Ready at Dawn Graphics and Engine Programmer Matt Pettineo is one of the most knowledgeable individuals about the tech behind The Order: 1886 (he's the one behind the impressive lectures held at Siggraph and GDC 2013) and lately he shared a whole lot of detailed information on the game's rendering tech on Twitter.

First of all Pettineo explained that he can't yet say for sure what anti-aliasing tech the game will ship with, since "things can change at any point in development."

We also learn that everything in the game is forward rendered. That's actually the traditional way of rendering, and it differs from deferred rendering, which is becoming more and more widespread lately. You can read a quite technical, but very interesting explanation of both methods here. According to Pettineo the choice was made because of the huge number of materials and parameters included in the game.

We blend all over the place for compositing cloth with other materials. Looks great, but lots of maps/parameters!

We kept adding new material models/features/params, and the G-Buffer was getting in the way.

While forward rendering is better for displaying quite a few materials (You can read a very interesting post by ex-Naughty Dog graphics programmer John Hable on the topic), one of the most prominent advantages of deferred rendering is that it allows more complex lighting by increasing the amount of light sources, but apparently this isn't a problem on The Order: 1886.

★ ★ ★ ★ ★ ★ ★

EXERCISES:
(1) In the article on the rendering tech of The Order: 1886, what reason does Pettineo give for choosing forward rendering?
(2) Based on the article about The Order: 1886, decide whether each statement agrees with it: (a) Pettineo confirmed which anti-aliasing tech the game will ship with. (b) Everything in the game is forward rendered. (c) John Hable is described as a former Naughty Dog graphics programmer.
(3) The article on The Order: 1886 quotes a remark that begins "We kept adding new". List every kind of thing that remark says the team kept adding.

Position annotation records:
★ ★ ★ ★ ★ ★ ★

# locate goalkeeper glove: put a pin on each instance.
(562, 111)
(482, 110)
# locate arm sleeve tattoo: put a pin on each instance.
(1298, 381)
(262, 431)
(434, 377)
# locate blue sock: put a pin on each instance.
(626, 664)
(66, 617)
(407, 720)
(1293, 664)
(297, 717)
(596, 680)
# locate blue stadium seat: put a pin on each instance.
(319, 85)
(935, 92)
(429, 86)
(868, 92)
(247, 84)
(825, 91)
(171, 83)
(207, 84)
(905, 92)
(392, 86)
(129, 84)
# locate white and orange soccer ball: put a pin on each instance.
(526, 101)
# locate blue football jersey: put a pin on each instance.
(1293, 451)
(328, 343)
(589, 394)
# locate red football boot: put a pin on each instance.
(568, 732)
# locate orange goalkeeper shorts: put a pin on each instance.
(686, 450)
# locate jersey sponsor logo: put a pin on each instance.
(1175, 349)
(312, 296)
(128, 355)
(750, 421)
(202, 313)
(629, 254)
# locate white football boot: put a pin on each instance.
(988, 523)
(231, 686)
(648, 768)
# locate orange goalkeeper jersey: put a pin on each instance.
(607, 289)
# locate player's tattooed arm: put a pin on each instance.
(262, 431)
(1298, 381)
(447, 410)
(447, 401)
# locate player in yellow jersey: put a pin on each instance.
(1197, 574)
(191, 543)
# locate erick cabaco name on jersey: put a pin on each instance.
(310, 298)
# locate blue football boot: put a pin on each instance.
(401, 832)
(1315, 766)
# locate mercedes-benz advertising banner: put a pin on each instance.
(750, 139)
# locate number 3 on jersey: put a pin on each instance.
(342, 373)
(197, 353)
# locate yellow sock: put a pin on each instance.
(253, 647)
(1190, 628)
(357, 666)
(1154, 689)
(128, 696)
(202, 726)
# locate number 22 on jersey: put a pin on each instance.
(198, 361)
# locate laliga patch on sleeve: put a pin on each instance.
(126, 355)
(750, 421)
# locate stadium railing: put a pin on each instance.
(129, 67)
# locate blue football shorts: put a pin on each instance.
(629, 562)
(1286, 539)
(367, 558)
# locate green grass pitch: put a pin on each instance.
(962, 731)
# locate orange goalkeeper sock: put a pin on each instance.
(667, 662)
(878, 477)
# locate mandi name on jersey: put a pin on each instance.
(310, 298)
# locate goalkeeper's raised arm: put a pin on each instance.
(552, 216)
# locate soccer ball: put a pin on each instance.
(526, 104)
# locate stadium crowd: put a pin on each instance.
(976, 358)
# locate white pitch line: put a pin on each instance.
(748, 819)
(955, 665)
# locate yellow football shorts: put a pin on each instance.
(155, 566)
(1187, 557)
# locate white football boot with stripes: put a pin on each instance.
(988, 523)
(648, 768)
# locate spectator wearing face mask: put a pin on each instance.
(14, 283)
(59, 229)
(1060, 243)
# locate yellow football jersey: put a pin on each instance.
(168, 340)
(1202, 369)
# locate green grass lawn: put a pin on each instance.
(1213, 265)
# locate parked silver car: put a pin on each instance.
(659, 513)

★ ★ ★ ★ ★ ★ ★

WORKED ANSWERS:
(1) The choice was made because of the huge number of materials and parameters included in the game.

(2)
(a) No: "he can't yet say for sure what anti-aliasing tech the game will ship with"
(b) Yes: "everything in the game is forward rendered"
(c) Yes: "ex-Naughty Dog graphics programmer John Hable"

(3) Material models, features, params